• [About this exercise]: Repeat the entries without change, omitting the pictures.

(Stored items from a collection)
--------------------------------------------------
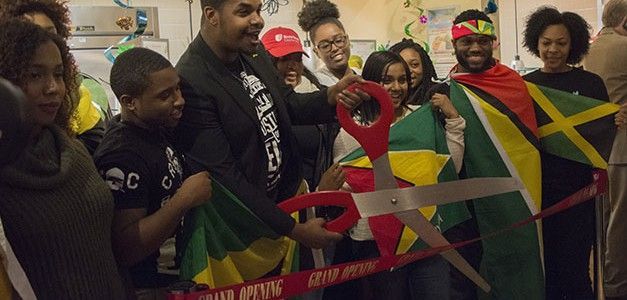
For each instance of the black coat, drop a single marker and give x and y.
(220, 130)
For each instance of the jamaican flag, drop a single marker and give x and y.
(225, 243)
(574, 127)
(508, 122)
(419, 156)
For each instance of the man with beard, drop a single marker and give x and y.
(473, 40)
(238, 117)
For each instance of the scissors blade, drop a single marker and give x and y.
(383, 202)
(384, 179)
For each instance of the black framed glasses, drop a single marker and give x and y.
(339, 42)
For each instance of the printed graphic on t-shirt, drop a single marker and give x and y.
(269, 125)
(143, 184)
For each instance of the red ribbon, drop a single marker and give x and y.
(280, 287)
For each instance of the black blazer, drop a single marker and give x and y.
(220, 130)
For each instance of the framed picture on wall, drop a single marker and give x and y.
(362, 49)
(439, 37)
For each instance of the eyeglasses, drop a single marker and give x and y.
(481, 40)
(339, 42)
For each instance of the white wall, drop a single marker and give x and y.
(382, 20)
(586, 8)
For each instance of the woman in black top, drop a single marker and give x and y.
(560, 40)
(422, 71)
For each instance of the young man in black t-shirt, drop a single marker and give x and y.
(142, 169)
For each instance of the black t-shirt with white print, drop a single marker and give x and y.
(142, 170)
(266, 112)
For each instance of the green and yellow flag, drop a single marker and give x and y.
(419, 156)
(226, 243)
--------------------------------------------------
• [Finished exercise]:
For each instance of the black coat, drop a single marker and give x and y.
(220, 130)
For each instance of the jamaican flag, drop a single marker and give x and y.
(225, 243)
(574, 127)
(508, 122)
(419, 156)
For each instance of the man with beard, drop a single marker and give x and y.
(473, 40)
(238, 117)
For each instance of the scissors blade, drop a single marker and give x and y.
(383, 202)
(384, 179)
For each instance of the black framed glasses, drop a single marker and give x and y.
(339, 42)
For each instance of the printed graphic on t-shirt, drop a single marker and give x and y.
(269, 125)
(143, 184)
For each instance of the red ribbon, drop a single marker and give x and y.
(280, 287)
For each instance of the black blazer, drop a single marker and give x and y.
(220, 130)
For each instance of the framed picture on wall, drop a single marker and give x and y.
(362, 49)
(439, 37)
For each instance of the eyeglasses, drop a single marker and give x and y.
(481, 40)
(339, 42)
For each instance of the white wall, drop a single marker and give x and y.
(382, 20)
(586, 8)
For each instance of the woman in black top, drop a single marker and give x and y.
(560, 40)
(422, 71)
For each instance of the young man in black t-shirt, drop a single marker and give x and y.
(142, 169)
For each instance of the black t-shirt with white print, drop a single marker and give x and y.
(142, 170)
(266, 112)
For each instance of the green and yellow flag, drop a single marker and give x and y.
(419, 156)
(226, 243)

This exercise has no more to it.